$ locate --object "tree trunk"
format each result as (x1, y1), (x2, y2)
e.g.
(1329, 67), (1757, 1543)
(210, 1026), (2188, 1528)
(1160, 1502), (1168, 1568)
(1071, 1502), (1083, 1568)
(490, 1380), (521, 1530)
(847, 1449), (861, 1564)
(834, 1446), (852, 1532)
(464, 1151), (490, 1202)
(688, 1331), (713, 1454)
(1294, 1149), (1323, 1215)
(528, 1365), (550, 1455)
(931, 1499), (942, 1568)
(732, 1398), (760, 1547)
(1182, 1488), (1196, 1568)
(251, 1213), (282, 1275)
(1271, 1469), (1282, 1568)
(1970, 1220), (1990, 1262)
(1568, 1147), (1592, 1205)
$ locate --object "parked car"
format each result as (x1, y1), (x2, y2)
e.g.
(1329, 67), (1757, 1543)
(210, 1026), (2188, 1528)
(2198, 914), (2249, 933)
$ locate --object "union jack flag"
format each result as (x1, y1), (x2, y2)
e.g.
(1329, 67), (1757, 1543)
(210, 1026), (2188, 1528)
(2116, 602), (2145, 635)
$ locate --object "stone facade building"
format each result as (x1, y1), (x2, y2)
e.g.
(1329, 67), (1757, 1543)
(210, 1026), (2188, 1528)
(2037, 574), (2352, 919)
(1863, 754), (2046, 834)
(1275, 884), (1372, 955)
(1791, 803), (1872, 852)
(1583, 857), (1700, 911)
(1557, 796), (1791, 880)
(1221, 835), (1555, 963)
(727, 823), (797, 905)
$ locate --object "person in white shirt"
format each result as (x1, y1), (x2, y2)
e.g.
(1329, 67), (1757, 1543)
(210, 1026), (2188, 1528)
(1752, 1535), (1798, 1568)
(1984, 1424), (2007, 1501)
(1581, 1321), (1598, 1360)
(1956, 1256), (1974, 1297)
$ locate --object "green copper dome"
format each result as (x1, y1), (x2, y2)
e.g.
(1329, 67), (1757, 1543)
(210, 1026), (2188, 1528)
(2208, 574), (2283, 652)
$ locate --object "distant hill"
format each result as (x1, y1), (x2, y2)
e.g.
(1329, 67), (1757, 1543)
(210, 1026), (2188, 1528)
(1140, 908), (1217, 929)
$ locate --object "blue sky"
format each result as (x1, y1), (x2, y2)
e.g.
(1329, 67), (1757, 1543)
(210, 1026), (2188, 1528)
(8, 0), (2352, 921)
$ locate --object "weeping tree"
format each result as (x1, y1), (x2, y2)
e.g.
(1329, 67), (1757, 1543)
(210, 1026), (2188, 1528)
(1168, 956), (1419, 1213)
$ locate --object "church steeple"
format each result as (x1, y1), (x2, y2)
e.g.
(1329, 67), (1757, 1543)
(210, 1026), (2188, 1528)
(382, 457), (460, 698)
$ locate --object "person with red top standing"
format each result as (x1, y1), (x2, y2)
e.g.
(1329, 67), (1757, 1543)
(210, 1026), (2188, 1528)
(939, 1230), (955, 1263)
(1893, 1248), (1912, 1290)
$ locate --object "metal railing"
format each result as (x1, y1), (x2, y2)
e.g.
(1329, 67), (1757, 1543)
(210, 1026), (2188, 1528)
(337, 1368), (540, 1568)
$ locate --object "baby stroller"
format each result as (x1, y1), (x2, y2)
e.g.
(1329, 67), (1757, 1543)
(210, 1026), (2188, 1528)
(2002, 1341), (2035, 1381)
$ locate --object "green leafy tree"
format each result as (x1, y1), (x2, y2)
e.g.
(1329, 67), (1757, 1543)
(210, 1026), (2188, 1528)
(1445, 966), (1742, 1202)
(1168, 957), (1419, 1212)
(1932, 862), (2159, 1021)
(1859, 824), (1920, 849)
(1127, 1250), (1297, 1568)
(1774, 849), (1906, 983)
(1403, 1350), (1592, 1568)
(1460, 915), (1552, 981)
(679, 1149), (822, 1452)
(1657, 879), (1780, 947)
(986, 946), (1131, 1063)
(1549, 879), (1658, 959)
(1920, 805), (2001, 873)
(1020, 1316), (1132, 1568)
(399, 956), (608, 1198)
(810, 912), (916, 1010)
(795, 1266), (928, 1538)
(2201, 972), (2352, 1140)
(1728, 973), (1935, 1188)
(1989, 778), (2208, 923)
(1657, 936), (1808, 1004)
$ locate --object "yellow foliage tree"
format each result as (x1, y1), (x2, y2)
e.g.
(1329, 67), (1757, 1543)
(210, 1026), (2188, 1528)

◆ TASK OBJECTIVE: Every single record is to be set down again, unaltered.

◆ RESULT OF THE TASK:
$ locate --object "tree trunk"
format each result as (x1, y1), (x2, y2)
e.g.
(1329, 67), (1757, 1543)
(210, 1026), (2188, 1528)
(1160, 1502), (1168, 1568)
(1071, 1502), (1083, 1568)
(490, 1380), (521, 1530)
(847, 1449), (861, 1564)
(834, 1446), (852, 1532)
(464, 1151), (490, 1202)
(688, 1331), (713, 1454)
(1294, 1149), (1323, 1215)
(528, 1365), (550, 1455)
(931, 1499), (942, 1568)
(732, 1398), (760, 1547)
(1182, 1488), (1196, 1568)
(251, 1213), (282, 1275)
(1271, 1469), (1282, 1568)
(1970, 1220), (1990, 1262)
(1568, 1147), (1592, 1205)
$ locate --object "parked car"
format each result as (x1, y1), (x2, y2)
e.g.
(1329, 67), (1757, 1543)
(210, 1026), (2188, 1528)
(2198, 914), (2249, 933)
$ locate --object "union jack flag"
format each result as (x1, y1), (x2, y2)
e.g.
(1329, 67), (1757, 1543)
(210, 1026), (2188, 1528)
(2116, 602), (2145, 635)
$ locate --object "stone facade building"
format each result as (x1, y1), (x2, y2)
e.g.
(1329, 67), (1757, 1543)
(210, 1026), (2188, 1528)
(2037, 574), (2352, 919)
(1863, 754), (2046, 834)
(1275, 884), (1372, 955)
(1791, 803), (1872, 852)
(1583, 857), (1700, 911)
(1557, 796), (1791, 880)
(1221, 835), (1555, 963)
(727, 823), (797, 905)
$ locate --object "person in white shirt"
format each result as (x1, y1), (x2, y2)
e.g.
(1329, 67), (1757, 1543)
(210, 1026), (2188, 1528)
(1752, 1535), (1798, 1568)
(1984, 1424), (2007, 1501)
(1581, 1321), (1598, 1360)
(1956, 1256), (1974, 1297)
$ locate --object "green copper dome"
format each result as (x1, y1), (x2, y2)
e.g.
(1329, 67), (1757, 1543)
(210, 1026), (2188, 1528)
(2208, 574), (2283, 652)
$ locate --object "distant hill"
format each result as (x1, y1), (x2, y2)
e.g.
(1329, 67), (1757, 1543)
(210, 1026), (2188, 1528)
(1140, 908), (1217, 929)
$ locate --object "blue sky"
format each result as (x1, y1), (x2, y2)
e.g.
(1329, 67), (1757, 1543)
(210, 1026), (2188, 1528)
(8, 0), (2352, 921)
$ locate --object "weeping tree"
format each result as (x1, y1), (x2, y2)
e.g.
(1329, 67), (1757, 1543)
(210, 1026), (2188, 1528)
(1168, 956), (1419, 1213)
$ locate --object "church steeple"
format each result as (x1, y1), (x2, y2)
e.g.
(1329, 67), (1757, 1543)
(210, 1026), (2188, 1528)
(382, 457), (460, 698)
$ locate --object "person with red top standing"
format each result as (x1, y1), (x2, y2)
e.g.
(1329, 67), (1757, 1543)
(210, 1026), (2188, 1528)
(939, 1230), (955, 1263)
(1893, 1248), (1912, 1290)
$ locate --object "metal railing"
format each result as (x1, y1), (x2, y2)
e.g.
(1329, 67), (1757, 1543)
(210, 1026), (2188, 1528)
(337, 1368), (540, 1568)
$ locate --object "baby stroller"
format each result as (x1, y1), (x2, y2)
e.g.
(1329, 67), (1757, 1543)
(210, 1026), (2188, 1528)
(2002, 1341), (2035, 1381)
$ locate --object "green leafy tree"
format each result as (x1, y1), (x2, y2)
e.g.
(1329, 67), (1757, 1543)
(210, 1026), (2188, 1528)
(1445, 966), (1742, 1202)
(1168, 957), (1419, 1212)
(1932, 862), (2159, 1021)
(1859, 824), (1920, 849)
(1127, 1250), (1297, 1568)
(1774, 849), (1906, 983)
(1403, 1350), (1592, 1568)
(1460, 915), (1552, 981)
(679, 1149), (822, 1452)
(1657, 879), (1780, 947)
(986, 946), (1131, 1063)
(1549, 879), (1658, 959)
(1920, 805), (2001, 873)
(1020, 1316), (1132, 1568)
(399, 956), (608, 1198)
(810, 912), (916, 1010)
(795, 1266), (928, 1538)
(2201, 972), (2352, 1140)
(1728, 973), (1935, 1188)
(1989, 778), (2208, 923)
(1657, 936), (1808, 1004)
$ locate --object "yellow foliage tree"
format each result as (x1, y1), (x2, y2)
e.g.
(1329, 67), (1757, 1543)
(210, 1026), (2188, 1528)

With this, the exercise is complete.